### REQUEST
Print the rows below unchanged, starting at the line containing "target: spoon bowl" and ending at the line containing "775 232 L 837", with both of those lines included.

### Boundary annotation rows
^^^^^^^^
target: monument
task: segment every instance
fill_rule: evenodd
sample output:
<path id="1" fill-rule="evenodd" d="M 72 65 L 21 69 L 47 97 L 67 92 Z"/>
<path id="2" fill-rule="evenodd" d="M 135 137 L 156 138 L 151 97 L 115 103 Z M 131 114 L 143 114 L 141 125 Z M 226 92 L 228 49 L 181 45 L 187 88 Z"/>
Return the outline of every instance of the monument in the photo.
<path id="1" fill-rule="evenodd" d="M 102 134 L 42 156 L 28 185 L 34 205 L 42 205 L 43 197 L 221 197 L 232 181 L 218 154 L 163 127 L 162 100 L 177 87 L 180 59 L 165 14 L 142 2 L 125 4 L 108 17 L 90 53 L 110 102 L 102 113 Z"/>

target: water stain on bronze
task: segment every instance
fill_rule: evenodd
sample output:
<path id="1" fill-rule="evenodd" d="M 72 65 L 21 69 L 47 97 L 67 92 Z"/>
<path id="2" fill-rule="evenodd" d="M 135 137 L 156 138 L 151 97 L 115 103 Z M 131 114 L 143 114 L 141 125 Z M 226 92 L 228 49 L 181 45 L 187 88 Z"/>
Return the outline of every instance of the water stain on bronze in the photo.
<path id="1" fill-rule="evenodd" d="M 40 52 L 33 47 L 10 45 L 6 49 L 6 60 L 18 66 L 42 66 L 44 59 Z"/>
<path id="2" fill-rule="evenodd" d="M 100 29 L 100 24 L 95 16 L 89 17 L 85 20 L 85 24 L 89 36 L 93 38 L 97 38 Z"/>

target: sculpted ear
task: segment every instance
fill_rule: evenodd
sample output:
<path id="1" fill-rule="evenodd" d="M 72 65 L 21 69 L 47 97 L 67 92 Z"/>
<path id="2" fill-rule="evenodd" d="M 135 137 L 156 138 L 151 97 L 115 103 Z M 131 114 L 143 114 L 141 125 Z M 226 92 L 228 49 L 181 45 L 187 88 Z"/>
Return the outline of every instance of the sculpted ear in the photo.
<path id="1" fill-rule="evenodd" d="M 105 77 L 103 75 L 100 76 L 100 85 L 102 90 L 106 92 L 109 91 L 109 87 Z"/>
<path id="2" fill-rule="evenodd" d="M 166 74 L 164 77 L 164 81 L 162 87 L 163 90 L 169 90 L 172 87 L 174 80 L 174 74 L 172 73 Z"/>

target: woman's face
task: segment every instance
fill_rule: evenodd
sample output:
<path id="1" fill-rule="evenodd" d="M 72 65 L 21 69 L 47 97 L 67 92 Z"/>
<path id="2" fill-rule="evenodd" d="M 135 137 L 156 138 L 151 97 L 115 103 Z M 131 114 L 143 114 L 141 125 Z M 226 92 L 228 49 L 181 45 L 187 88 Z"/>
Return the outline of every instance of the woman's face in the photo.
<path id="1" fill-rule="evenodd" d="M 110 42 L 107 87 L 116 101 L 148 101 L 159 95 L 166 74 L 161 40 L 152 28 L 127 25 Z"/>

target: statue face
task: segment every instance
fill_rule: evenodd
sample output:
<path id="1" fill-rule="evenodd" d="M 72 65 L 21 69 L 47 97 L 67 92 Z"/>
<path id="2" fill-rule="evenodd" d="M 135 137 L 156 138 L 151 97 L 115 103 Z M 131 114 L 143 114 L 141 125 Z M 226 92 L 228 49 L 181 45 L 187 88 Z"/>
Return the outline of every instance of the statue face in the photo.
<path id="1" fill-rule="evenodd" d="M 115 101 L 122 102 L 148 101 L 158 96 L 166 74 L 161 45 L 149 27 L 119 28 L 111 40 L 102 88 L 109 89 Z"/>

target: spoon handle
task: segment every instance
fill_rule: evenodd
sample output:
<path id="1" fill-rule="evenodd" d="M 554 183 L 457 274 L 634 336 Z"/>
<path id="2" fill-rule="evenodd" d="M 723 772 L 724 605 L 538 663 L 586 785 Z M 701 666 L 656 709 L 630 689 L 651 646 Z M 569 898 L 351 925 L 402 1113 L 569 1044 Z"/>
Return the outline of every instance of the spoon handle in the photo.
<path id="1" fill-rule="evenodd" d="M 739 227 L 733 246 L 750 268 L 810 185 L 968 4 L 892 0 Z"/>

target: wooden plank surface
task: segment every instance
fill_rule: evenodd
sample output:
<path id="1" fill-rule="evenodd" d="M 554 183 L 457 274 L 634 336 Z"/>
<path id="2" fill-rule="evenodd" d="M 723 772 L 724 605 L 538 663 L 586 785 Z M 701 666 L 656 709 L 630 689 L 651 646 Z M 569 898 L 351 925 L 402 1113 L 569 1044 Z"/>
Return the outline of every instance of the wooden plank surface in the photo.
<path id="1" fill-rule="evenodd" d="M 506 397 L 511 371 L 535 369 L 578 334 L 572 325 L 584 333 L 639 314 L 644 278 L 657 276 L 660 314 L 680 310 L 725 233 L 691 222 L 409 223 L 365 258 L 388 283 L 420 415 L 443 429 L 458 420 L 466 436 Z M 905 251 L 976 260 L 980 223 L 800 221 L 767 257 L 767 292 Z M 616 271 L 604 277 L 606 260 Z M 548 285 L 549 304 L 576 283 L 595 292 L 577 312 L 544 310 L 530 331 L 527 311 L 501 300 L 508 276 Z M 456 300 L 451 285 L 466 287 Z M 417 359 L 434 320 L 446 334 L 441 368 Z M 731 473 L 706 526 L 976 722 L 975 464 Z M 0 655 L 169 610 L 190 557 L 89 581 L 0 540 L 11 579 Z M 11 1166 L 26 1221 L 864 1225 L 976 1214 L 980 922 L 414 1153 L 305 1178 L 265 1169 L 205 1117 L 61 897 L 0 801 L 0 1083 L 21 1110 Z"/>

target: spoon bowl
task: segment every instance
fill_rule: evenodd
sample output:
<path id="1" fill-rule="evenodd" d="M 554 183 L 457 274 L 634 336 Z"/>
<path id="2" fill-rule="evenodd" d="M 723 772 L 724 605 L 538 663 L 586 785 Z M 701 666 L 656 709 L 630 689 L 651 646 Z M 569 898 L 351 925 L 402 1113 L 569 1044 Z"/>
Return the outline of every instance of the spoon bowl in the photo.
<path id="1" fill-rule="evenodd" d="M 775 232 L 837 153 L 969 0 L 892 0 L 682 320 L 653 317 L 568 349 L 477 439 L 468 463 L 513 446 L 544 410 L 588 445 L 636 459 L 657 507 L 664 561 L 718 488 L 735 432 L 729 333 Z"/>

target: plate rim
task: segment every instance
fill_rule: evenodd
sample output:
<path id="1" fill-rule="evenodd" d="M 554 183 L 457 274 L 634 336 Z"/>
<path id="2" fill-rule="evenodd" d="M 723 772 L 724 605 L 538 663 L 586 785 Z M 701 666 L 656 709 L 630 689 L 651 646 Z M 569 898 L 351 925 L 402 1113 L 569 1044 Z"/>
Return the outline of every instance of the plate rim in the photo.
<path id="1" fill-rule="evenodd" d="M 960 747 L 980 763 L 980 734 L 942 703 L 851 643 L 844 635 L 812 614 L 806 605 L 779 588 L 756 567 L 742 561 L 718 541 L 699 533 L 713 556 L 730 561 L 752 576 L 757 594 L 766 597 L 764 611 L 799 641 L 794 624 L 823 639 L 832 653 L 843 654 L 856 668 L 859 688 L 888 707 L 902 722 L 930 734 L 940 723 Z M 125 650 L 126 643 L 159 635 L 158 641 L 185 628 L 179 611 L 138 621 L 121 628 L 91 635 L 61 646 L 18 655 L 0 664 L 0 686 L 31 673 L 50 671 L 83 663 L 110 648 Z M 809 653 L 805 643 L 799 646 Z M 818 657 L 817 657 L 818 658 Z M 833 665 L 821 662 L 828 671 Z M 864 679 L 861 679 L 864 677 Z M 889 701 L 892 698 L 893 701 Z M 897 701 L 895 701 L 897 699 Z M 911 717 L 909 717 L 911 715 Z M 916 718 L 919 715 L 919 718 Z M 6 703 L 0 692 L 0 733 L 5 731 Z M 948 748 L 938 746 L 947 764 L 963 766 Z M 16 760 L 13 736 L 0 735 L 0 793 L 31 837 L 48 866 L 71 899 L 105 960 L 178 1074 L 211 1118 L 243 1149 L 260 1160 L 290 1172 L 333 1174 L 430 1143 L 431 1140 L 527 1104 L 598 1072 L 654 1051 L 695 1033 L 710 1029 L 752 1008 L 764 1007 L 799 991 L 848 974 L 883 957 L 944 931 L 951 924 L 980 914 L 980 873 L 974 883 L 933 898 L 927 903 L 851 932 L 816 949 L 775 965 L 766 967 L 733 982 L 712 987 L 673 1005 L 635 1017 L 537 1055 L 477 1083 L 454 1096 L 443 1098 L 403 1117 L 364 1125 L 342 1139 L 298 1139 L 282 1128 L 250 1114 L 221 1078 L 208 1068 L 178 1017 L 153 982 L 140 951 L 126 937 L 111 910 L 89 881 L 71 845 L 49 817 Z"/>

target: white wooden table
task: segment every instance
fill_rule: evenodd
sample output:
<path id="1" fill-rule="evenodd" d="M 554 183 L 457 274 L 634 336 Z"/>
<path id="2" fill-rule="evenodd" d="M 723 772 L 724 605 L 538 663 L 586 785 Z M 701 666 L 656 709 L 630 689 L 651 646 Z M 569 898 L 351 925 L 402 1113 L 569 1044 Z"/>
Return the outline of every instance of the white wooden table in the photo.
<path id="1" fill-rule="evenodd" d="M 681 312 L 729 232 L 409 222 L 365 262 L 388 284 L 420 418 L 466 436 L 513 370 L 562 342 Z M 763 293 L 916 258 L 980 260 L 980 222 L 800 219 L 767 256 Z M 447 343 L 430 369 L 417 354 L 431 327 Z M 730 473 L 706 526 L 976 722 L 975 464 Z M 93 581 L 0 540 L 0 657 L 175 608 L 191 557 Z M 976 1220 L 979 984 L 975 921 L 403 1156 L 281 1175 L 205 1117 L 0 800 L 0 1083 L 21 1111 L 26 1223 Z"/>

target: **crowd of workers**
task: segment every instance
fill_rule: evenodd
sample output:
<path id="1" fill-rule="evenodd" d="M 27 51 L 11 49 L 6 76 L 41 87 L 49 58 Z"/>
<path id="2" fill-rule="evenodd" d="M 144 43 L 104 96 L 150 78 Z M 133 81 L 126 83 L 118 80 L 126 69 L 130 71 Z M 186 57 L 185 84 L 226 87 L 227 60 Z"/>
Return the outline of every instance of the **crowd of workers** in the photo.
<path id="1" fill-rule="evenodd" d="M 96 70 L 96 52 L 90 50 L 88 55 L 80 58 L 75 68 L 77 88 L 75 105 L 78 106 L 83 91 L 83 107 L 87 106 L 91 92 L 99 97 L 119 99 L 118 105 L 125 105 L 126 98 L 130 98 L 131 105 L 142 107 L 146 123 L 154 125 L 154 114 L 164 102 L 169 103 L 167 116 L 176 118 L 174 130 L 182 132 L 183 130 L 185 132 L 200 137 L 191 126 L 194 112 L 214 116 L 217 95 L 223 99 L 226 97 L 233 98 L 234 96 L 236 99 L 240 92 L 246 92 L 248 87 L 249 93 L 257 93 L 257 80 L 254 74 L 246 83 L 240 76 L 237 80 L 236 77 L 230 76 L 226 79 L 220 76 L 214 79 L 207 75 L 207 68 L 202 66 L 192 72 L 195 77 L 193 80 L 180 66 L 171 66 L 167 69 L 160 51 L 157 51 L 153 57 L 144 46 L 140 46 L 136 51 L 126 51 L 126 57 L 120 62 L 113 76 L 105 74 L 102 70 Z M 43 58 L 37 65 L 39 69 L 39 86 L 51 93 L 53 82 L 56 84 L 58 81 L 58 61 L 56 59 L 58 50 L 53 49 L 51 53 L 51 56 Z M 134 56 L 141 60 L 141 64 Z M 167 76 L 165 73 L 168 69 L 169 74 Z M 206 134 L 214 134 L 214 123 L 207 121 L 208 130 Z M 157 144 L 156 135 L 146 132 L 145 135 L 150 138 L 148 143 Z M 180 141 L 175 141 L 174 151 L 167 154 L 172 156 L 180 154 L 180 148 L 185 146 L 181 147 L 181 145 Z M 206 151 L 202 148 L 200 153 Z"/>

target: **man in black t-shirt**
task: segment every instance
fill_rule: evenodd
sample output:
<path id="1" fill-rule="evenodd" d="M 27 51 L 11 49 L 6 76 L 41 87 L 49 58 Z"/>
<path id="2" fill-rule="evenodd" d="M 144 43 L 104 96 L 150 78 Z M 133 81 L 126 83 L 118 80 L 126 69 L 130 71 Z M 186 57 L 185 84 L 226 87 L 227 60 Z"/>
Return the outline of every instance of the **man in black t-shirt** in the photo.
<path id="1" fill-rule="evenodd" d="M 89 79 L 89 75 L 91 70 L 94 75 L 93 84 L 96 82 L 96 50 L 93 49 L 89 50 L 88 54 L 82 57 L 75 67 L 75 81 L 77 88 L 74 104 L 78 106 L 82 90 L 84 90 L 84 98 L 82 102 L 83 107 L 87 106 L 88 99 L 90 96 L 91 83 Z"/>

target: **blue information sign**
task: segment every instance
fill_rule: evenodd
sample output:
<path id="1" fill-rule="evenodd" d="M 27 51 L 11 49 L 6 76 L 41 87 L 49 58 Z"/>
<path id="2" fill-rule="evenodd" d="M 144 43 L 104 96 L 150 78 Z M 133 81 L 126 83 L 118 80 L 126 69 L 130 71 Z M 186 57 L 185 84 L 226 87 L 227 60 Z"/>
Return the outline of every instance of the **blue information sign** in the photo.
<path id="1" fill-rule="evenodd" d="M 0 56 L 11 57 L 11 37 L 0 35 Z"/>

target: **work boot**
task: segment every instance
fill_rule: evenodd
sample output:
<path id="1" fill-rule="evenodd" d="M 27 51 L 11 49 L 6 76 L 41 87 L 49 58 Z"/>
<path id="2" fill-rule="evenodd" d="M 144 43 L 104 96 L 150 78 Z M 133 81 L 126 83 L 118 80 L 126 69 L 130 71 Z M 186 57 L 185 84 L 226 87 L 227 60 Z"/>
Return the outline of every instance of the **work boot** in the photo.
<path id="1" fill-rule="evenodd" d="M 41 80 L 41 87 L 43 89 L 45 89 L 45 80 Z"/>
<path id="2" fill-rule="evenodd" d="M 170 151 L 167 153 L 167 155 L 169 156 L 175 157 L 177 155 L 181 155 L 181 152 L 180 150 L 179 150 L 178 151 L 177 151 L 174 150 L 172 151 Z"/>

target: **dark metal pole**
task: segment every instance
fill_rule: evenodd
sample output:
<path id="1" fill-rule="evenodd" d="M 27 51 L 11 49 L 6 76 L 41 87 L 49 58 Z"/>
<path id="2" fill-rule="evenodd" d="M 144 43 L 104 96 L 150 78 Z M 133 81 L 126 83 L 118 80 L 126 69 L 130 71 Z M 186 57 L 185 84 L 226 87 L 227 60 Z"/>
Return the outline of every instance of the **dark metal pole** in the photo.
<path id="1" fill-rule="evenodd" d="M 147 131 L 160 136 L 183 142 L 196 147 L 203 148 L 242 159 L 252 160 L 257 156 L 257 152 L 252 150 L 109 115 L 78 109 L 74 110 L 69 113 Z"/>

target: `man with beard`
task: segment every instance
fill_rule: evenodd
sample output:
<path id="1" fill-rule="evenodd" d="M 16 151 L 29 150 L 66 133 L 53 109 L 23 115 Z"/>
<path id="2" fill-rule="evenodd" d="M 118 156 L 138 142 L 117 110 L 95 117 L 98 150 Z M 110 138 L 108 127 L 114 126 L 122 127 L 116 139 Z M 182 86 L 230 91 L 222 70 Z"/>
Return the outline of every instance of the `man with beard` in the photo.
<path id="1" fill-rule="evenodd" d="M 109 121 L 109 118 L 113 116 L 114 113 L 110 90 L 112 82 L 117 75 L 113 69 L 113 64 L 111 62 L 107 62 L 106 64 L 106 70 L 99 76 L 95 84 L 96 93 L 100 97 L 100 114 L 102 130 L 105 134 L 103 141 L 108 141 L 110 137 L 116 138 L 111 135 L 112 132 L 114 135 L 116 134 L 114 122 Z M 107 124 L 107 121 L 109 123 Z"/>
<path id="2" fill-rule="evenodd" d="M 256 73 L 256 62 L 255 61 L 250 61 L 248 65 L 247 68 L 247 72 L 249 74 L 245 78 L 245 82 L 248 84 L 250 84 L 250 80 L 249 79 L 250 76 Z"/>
^^^^^^^^
### PROBLEM SOLUTION
target: spoon bowl
task: segment every instance
fill_rule: evenodd
sample output:
<path id="1" fill-rule="evenodd" d="M 554 183 L 457 274 L 634 336 Z"/>
<path id="2" fill-rule="evenodd" d="M 723 772 L 724 605 L 538 663 L 586 785 Z M 701 666 L 656 709 L 630 689 L 651 646 Z M 569 898 L 351 925 L 402 1113 L 569 1044 Z"/>
Return the outline of every instance of the spoon bowl in the photo.
<path id="1" fill-rule="evenodd" d="M 775 232 L 837 153 L 969 0 L 892 0 L 682 320 L 653 317 L 568 349 L 477 439 L 468 463 L 513 446 L 544 410 L 588 445 L 636 459 L 657 507 L 664 561 L 718 488 L 735 432 L 729 333 Z"/>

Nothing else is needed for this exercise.